▸ PAGE EXTRACT:
——
Norma: “Not so fast, dick! I let you win, ‘cause I, uh... I felt bad for you and your stupid striped shirt! Yeah. That’s what happened.”

Weekly fight: ( √ )




At least when she got back home it was time for Atticus to get ~toddlerfied!




I WILL EAT YOU UP I LOVE YOU SO. ;_; Looks like Atticus inherited nearly everything from his mother: her hair color, her eye color, her skintone, and a lot of her facial features.




Norma: “Harvey?”
Harvey: “Yes, my love?”
Norma: “Let’s have another.”




Harvey: “With you dressed like that, how can I say no?”

Frankly, I’m surprised Harvey hasn’t gotten sick of seeing Norma in her underwear all the time. It’s all she wears around the house. At least she has the decency to put some clothes on when she leaves for work.




Harvey: “Looks like you’re gonna have a little brother or sister pretty soon, little man!”
Atticus: “I know. I saw.” *shudders*




Well, it seems little Atticus isn’t totally traumatized if he can still play with his xylophone.

Atticus: “...Da hell is this?”




Atticus: *hits xylophone* “WHOA WHAT IS GOING ON.”
——
(Records from a point labeling set)
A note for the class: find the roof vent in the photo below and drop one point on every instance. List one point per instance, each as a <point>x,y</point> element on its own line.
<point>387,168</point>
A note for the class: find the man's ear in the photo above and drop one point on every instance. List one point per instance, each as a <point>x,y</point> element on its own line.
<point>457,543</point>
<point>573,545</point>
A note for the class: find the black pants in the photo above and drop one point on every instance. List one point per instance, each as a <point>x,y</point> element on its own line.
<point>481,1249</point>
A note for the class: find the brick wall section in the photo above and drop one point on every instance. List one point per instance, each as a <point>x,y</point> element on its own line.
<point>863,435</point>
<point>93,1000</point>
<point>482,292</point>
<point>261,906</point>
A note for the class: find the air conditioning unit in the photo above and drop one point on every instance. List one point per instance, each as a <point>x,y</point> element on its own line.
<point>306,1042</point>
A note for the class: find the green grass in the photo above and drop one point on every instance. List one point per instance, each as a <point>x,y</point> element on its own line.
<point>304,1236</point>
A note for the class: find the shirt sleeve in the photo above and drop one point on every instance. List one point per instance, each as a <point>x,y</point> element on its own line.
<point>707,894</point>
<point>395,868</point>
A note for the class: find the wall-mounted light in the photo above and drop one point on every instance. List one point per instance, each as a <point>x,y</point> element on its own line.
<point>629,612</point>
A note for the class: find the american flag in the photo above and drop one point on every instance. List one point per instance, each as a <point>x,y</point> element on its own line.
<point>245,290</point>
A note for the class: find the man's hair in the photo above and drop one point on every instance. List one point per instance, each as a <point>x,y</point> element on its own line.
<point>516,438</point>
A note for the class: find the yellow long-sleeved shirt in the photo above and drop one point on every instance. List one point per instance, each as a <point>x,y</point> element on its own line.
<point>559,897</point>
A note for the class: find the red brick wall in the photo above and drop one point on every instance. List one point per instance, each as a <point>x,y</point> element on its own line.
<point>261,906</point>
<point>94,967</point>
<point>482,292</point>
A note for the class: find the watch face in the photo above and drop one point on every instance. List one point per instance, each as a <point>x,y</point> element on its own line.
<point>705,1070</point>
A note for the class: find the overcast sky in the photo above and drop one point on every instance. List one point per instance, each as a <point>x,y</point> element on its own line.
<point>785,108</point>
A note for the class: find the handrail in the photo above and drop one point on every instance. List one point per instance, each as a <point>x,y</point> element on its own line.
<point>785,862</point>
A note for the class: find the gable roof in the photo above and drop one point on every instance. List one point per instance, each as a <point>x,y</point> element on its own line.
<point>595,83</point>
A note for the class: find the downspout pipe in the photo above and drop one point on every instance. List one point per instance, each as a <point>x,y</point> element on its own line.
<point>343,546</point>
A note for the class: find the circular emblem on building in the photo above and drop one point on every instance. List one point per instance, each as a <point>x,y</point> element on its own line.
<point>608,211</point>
——
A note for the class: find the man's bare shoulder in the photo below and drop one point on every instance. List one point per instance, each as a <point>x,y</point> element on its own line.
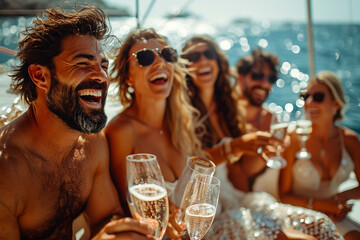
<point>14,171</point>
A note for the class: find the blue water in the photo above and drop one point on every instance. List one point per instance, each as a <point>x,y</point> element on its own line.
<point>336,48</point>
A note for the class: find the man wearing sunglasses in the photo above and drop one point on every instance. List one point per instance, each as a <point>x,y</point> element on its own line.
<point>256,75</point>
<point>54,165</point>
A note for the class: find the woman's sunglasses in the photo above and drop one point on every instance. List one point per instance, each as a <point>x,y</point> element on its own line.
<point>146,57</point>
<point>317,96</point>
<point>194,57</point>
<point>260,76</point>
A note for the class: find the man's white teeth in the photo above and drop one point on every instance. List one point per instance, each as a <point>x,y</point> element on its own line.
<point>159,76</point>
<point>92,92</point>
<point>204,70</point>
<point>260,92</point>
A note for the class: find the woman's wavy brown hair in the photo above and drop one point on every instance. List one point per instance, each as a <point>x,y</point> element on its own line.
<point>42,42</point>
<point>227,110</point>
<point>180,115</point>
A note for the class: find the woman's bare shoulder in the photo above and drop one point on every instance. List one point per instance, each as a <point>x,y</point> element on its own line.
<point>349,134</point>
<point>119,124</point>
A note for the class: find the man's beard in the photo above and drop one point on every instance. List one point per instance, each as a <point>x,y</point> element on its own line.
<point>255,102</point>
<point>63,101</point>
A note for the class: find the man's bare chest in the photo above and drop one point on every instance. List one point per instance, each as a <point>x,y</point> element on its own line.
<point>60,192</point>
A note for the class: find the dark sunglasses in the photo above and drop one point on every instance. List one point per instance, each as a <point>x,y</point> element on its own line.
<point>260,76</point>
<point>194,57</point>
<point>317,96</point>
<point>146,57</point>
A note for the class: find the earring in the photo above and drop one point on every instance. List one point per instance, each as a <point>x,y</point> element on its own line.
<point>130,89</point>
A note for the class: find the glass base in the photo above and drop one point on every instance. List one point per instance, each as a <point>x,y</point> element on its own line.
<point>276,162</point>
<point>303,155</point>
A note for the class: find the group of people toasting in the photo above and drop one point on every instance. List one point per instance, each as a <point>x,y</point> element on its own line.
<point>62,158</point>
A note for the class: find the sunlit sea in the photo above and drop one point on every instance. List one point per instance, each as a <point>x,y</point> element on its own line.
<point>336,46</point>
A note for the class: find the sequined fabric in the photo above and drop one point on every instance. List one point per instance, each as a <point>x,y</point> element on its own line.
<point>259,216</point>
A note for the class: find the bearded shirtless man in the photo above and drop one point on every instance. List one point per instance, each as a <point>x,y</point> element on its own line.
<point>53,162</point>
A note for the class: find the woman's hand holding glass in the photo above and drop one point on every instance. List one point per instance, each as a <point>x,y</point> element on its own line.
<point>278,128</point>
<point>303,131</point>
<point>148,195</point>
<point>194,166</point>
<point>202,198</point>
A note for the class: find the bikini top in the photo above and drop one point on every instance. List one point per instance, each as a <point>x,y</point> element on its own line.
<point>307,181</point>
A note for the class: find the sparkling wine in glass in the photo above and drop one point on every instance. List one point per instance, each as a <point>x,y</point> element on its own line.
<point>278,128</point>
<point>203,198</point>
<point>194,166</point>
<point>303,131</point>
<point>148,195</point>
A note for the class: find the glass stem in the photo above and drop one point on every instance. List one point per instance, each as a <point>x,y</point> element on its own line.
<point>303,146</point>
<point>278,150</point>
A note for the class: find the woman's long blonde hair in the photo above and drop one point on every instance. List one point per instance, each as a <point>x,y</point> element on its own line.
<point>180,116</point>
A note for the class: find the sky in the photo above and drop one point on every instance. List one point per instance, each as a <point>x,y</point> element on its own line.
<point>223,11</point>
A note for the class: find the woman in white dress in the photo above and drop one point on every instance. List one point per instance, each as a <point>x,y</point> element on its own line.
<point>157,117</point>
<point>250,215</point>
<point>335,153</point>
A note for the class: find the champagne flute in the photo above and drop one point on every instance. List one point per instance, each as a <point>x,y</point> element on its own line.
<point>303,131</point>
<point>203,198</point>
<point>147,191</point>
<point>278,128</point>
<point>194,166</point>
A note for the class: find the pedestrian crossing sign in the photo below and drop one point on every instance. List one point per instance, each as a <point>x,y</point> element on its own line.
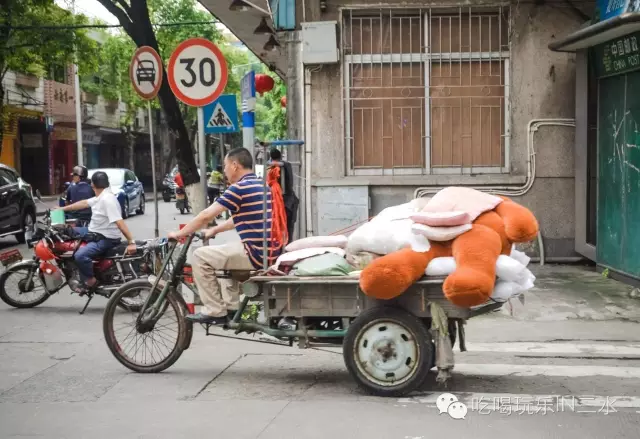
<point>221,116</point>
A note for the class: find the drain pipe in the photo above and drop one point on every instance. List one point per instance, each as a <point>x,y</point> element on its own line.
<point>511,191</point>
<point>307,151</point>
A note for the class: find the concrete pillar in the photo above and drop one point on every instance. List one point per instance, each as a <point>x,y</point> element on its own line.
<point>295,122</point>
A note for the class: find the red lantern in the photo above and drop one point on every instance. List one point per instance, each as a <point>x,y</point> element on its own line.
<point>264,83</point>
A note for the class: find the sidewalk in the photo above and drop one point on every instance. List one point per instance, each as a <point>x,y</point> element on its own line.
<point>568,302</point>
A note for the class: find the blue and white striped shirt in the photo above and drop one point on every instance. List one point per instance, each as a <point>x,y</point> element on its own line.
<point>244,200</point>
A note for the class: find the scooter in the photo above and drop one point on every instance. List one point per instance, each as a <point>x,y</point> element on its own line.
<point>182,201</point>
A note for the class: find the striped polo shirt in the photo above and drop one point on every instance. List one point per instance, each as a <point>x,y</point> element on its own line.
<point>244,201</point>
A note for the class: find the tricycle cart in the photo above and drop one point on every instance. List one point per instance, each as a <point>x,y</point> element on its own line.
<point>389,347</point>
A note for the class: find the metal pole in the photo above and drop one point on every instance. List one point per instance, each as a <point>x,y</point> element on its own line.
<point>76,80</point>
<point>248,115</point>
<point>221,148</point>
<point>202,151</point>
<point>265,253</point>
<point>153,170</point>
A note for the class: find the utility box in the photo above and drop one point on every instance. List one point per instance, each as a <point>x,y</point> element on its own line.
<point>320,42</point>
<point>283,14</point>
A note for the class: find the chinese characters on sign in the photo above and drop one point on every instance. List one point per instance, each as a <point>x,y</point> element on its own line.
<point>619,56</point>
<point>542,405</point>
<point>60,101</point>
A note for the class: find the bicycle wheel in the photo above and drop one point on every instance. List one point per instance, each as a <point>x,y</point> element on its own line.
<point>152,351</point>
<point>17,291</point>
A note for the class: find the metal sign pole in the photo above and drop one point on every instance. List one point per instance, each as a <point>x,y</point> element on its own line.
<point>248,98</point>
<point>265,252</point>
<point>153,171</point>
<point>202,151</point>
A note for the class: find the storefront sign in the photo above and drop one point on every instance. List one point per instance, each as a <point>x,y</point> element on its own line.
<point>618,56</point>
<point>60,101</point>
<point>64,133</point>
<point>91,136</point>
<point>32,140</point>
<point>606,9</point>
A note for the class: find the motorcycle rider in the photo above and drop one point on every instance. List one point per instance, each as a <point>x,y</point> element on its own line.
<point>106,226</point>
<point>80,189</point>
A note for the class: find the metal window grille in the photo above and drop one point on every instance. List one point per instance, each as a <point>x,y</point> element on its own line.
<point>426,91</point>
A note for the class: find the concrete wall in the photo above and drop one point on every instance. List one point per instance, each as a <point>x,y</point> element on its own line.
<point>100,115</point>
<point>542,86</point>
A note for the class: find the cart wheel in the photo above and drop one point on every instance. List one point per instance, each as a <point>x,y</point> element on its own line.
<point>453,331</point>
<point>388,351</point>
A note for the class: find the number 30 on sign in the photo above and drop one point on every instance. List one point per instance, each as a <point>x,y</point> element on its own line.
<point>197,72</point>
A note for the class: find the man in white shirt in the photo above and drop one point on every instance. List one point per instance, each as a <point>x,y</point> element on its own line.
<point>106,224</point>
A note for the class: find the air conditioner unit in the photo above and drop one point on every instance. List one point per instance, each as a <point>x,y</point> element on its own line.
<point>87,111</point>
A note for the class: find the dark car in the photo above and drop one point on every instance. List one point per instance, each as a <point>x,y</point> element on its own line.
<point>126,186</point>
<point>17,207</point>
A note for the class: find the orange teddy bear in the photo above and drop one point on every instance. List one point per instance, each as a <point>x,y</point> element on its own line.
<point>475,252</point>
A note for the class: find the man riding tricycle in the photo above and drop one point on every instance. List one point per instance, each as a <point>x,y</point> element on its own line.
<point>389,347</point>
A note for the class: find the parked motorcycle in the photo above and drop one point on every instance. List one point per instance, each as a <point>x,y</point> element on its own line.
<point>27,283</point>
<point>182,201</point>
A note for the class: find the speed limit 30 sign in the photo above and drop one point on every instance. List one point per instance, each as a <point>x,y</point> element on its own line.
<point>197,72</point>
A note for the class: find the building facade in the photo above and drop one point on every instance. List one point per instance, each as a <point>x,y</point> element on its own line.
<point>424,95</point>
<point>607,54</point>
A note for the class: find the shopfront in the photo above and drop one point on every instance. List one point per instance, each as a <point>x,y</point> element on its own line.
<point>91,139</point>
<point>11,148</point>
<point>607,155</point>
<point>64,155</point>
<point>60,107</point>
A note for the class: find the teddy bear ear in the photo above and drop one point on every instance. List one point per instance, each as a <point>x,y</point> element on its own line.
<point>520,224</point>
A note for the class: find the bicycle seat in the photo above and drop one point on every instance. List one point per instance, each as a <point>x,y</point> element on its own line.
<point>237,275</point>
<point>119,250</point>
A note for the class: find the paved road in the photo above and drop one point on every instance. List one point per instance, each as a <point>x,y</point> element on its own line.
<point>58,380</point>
——
▸ INSTRUCTIONS:
- 1) List every character who has a spoken line in the family story excerpt.
- 2) From the family story excerpt, return the passage that begins at the words "I WILL EAT YOU" and stops after the words "her facial features.".
- 3) Carry the family story excerpt forward, picking up after its final line.

▸ IN RESPONSE:
- 1) Norma, Harvey, Atticus

- 2)
I WILL EAT YOU UP I LOVE YOU SO. ;_; Looks like Atticus inherited nearly everything from his mother: her hair color, her eye color, her skintone, and a lot of her facial features.

- 3)
Attractive, Archer.

Archer: ...You like it.




Oh my goodness, this kid. I’m afraid I may have to spam you all with his cuteness.




djhfkjSHDfljhLSDf ♥




Norma: “UUUUNNNNGHHH WHY DOES IT FEEL LIKE MY STOMACH’S DOING BACKFLIPS OH GOD.”

Um, that would be the morning sickness. Norma was lucky enough to skip that stage when she was pregnant with Atticus, but apparently not with this one.




Norma: “Who’s Mommy’s pink-haired prince?”
Atticus: “I am!”
Norma: “That’s exactly right!”

I pity the next three children that are to be born in this family, because Norma already has a favorite.




Archer finally got off his bed long enough to meet Atticus.

Archer: So this is the seed...




Atticus: “Kitty cuddle?”
Archer: No, no you silly seed. ‘Kitty’ only cuddles with the human female. Also.. you smell.
Atticus: “Otay.” ):




‘Kitty’ may not cuddle, but at least Atti’s got his good ol’ rocket ship. <3




Baby number two’s on its way. (:




Norma: “Harvey, you better start writing some more of your novels if we can even hope to support two children.”
Harvey: “..What?”
Norma: “I’m pregnant again! You know, like we decided?”




Harvey: “OH! Oh yeah! Oh my god, I’m so excited, Norma! You’re right though, I’ll bike on over to the library right now!”

These two really aren’t the greatest planners in the world. xD




*writes a few more chapters of Buying Back Bently*




Once Harvey got back from the library, Norma headed over to the gym to keep working on her athletic skill.

Norma: “I will be so happy when I reach level five of this god forsaken job. YOU HAVE NO IDEA.”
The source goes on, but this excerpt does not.